THINGS TO DO -
a – Please write out the Facebook censorship piece word for word, starting at "I can tell you" and ending at "will be dead.".
b – Pick up the Facebook censorship piece after its final sentence and keep writing it.

STUDY TEXT -

=== Begin Enclosure ===

Mark Zuckerberg and his Facebook team are smarter than Jack Dorsey and his Twitter team.  When the New York Post published information about Hunter Biden's hard drive and its truly disreputable contents, Twitter blocked any references to the material and banned the New York Post from Twitter.  That got Congress's attention.  Meanwhile, Facebook opted to slow-walk material about Hunter Biden, effectively preventing anything from going viral.  This low-profile approach is dulling complaints about Facebook's muted censorship.

On Sunday, I published a post entitled "Forget the Hunter Biden sex tapes.  The real news is much bigger than that."  True to the implied promise in the post title, I alluded to the sex tapes but did not link to or discuss them.  Instead, I focused on other allegations about Joe Biden's fealty to China, about the possibility that he may have given China the names of CIA assets, and about a Taiwanese website's promise that it has millions of photos and videos of people other than Hunter Biden whom China compromised.

People immediately started notifying American Thinker and me that Facebook made it extremely difficult for them to share the article.  In some cases, Facebook told them the article violated Facebook's community standards.  Sometimes, they could complain; other times, the complaint button didn't work.  Facebook told other people the post couldn't be posted and to come back later — only "later" never arrived.  And some people got the impression that they had successfully posted the link, only to learn that Facebook had ignored it entirely.  I wrote about all those experiences here.

For a while, it looked as if Facebook was reversing its policy.  By evening, two of the people who had initially notified us that Facebook had locked them out got notices saying variations of "We're sorry we got this wrong.  We reviewed your post again and it does follow our Community Standards."

I can tell you now that Facebook is still doing its version of shadowbanning.  I tried again to post my article on Facebook and once again got the runaround.  My first attempt saw Facebook give me the message that something was wrong, and I should try again later.  My second attempt saw Facebook simply ignore the URL altogether.  I could not put up my post.  Perhaps I'll be able to later, but by then, the post will be three or four days old.  The effort to make the post go viral will be dead.

=== End Enclosure ===

DATASET EXCERPTS -

=== Begin Enclosure ===

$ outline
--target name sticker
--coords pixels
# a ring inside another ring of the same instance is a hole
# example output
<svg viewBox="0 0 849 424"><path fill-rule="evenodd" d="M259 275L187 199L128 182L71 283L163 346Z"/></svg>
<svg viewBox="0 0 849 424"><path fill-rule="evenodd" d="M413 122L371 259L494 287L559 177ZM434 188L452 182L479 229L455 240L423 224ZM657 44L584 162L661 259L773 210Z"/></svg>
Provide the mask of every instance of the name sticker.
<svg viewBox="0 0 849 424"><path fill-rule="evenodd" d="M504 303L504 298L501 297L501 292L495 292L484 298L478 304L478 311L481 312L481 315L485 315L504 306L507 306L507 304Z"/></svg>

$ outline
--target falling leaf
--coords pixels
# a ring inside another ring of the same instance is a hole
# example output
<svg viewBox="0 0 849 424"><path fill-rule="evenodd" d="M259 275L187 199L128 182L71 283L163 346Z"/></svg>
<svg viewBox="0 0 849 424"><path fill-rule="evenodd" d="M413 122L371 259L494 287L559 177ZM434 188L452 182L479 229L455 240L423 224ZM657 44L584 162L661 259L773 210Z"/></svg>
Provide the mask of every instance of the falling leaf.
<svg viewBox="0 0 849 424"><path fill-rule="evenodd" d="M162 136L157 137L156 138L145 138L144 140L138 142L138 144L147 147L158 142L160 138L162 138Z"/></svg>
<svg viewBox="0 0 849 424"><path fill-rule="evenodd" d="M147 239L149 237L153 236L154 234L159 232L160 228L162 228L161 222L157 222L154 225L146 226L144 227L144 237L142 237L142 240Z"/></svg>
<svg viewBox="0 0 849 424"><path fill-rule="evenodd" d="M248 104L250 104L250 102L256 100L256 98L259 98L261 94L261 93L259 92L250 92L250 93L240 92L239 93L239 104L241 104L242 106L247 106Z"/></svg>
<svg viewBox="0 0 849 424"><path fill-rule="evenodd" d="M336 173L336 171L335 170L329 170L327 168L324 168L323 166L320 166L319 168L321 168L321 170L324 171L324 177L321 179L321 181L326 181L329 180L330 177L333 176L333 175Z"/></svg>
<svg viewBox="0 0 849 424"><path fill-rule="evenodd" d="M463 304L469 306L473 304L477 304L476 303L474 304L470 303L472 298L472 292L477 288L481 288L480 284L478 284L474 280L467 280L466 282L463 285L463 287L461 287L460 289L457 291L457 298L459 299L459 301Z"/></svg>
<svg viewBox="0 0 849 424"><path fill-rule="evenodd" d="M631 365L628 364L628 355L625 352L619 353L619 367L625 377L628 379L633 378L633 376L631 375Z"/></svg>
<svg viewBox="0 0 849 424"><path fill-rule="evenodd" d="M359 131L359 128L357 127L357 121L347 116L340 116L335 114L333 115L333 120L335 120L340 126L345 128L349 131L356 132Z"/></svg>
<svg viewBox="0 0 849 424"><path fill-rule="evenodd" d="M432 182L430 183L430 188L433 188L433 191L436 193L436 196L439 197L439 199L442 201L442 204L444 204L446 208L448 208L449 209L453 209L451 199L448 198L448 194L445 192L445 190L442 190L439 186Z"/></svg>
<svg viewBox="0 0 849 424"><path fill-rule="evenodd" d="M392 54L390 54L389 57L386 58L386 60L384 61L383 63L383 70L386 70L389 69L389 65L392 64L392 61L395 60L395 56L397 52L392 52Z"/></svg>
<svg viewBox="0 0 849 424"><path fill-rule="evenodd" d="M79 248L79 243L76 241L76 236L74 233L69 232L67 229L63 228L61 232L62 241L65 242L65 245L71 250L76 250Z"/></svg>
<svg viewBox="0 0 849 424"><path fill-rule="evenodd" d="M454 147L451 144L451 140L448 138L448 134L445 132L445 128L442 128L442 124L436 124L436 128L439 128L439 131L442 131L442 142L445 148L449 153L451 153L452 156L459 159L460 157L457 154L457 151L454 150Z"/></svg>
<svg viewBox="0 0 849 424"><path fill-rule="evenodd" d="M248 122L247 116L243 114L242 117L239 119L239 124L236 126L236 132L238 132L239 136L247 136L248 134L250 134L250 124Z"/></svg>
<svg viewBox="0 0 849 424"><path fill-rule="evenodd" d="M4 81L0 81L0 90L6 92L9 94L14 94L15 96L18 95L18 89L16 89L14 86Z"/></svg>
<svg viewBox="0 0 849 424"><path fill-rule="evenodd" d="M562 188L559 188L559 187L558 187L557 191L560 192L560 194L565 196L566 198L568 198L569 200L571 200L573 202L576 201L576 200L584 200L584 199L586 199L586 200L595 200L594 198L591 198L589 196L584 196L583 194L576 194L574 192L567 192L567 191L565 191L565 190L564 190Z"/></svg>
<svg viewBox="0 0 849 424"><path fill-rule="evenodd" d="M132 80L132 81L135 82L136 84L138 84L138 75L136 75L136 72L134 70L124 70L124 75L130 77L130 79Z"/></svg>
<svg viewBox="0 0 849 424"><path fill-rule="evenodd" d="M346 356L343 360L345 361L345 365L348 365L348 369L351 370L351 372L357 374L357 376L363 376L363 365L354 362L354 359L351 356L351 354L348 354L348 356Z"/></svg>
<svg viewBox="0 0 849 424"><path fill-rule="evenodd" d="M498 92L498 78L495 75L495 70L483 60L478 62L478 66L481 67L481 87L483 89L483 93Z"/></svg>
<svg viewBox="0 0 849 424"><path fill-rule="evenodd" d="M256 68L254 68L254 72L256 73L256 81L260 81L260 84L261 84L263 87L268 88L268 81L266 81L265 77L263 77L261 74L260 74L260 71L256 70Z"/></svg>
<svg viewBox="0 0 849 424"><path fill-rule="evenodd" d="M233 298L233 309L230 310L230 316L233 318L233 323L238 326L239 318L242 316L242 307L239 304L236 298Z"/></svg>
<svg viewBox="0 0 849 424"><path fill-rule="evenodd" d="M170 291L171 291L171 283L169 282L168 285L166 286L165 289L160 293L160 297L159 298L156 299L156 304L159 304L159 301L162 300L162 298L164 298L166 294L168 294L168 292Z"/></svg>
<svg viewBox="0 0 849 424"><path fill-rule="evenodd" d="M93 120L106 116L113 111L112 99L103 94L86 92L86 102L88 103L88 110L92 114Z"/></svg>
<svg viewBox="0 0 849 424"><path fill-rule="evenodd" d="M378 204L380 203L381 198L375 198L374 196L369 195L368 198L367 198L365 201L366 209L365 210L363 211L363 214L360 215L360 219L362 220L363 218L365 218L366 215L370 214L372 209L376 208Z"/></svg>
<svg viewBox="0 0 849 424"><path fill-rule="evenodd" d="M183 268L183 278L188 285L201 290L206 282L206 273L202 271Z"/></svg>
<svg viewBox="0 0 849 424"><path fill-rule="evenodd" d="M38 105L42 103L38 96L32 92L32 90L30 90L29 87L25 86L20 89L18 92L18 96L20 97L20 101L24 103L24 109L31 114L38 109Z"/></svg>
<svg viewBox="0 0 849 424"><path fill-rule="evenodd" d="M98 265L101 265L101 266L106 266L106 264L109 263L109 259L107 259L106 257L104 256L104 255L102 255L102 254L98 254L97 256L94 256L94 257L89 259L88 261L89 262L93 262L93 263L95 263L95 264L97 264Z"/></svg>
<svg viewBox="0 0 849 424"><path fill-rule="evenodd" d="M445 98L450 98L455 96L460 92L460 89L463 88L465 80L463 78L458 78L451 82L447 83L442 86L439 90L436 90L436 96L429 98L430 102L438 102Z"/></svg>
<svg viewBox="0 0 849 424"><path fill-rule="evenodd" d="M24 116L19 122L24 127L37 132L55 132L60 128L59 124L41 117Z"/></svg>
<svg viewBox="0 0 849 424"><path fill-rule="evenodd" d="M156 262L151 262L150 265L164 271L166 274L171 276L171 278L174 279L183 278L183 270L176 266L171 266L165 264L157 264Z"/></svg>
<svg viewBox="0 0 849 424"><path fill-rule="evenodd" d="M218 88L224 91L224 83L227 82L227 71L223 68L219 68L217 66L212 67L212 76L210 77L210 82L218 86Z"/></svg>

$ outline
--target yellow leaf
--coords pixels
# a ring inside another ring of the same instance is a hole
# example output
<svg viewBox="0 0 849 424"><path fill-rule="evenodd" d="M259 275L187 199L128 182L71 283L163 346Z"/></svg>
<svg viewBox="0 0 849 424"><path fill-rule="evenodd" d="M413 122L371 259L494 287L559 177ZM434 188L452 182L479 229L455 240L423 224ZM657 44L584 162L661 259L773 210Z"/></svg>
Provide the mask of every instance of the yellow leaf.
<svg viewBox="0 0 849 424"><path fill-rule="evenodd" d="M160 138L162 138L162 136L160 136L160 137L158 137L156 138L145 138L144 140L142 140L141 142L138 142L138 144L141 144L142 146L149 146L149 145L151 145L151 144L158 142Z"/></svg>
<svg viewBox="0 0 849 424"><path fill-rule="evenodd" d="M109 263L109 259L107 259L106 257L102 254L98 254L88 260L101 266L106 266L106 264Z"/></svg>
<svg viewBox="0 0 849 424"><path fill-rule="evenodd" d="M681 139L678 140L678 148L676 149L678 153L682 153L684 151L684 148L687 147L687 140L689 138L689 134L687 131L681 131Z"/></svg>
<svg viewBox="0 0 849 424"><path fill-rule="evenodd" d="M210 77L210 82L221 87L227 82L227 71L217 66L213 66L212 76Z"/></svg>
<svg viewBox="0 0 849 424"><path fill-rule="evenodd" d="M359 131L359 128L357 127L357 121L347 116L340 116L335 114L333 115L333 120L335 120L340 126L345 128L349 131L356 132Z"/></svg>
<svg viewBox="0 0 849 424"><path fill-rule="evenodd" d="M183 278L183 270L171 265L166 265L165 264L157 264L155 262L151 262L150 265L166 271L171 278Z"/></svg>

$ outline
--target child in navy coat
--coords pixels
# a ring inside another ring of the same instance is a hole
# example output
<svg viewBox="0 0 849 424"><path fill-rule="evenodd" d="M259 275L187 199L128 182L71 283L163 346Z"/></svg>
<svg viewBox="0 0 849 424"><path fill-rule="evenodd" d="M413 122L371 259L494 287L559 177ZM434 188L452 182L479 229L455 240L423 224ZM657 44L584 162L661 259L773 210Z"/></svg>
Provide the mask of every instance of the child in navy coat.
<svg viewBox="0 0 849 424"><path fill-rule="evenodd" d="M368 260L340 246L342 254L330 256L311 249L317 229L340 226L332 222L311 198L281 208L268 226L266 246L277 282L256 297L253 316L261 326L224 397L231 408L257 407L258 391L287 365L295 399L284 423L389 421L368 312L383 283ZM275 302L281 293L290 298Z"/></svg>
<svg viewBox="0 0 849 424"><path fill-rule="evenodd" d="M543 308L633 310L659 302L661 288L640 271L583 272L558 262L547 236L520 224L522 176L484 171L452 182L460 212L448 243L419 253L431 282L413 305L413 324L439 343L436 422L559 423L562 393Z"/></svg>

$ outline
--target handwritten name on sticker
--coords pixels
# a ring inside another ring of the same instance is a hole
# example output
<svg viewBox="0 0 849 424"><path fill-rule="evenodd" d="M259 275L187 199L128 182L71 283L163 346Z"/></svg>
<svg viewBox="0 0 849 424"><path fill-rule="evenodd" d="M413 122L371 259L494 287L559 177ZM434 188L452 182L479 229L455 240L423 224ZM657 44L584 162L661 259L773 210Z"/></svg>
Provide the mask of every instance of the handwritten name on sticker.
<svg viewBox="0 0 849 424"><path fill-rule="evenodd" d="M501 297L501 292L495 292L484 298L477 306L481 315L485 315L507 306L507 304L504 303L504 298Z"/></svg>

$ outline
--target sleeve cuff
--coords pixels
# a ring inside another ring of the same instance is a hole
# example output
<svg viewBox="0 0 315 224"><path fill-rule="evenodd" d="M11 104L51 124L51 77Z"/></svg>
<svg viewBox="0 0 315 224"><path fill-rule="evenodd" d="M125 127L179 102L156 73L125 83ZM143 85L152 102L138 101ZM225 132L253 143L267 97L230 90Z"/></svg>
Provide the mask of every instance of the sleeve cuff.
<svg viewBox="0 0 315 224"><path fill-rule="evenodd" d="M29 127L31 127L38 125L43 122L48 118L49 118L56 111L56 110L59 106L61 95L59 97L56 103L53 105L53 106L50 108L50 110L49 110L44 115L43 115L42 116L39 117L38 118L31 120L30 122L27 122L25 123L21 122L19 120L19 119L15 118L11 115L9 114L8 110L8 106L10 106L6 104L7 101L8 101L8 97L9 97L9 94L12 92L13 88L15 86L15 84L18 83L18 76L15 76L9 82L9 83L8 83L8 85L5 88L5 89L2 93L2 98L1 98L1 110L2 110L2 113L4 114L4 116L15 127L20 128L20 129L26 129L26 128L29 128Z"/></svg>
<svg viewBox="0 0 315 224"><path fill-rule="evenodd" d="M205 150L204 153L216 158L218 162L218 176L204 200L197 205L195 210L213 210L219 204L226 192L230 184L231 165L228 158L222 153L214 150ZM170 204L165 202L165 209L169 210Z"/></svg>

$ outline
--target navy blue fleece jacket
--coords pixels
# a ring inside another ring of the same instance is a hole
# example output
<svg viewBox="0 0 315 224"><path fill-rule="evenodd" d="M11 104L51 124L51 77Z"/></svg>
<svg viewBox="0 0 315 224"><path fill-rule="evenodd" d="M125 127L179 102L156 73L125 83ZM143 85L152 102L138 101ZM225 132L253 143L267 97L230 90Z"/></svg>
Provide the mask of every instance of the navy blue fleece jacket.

=== End Enclosure ===

RESULTS FOR THE EXERCISE -
a –
I can tell you now that Facebook is still doing its version of shadowbanning.  I tried again to post my article on Facebook and once again got the runaround.  My first attempt saw Facebook give me the message that something was wrong, and I should try again later.  My second attempt saw Facebook simply ignore the URL altogether.  I could not put up my post.  Perhaps I'll be able to later, but by then, the post will be three or four days old.  The effort to make the post go viral will be dead.

b –
Facebook is temporarily shutting down other pro-Trump or anti-Biden efforts.  A friend of mine tried to post this comment on someone else's thread:

This country is about to take a massive IQ test, on an undreamed-of scale. Grading begins on 3rd November 2020. After completion of grading, we will know what percentage of the American people are morons & criminals.

Admittedly, it wasn't the most friendly message, but it didn't attack anyone specifically, it didn't contain threats, and it wasn't obscene.  Nevertheless, Facebook blocked it because, it said, "This comment goes against our Community Standards on hate speech."  My friend protested the decision, and Facebook reinstated the comment eight hours later.  Again, though, Facebook effectively killed the momentum.

There are ways around what Facebook is doing.  One of the simplest ways to avoid Facebook's attempt to limit anything that might hurt Biden's chances is to write like Shakespeare.  I don't mean you have to start composing sonnets.  Instead, abandon modern spelling and use the creative phonetic spelling of Shakespeare's era.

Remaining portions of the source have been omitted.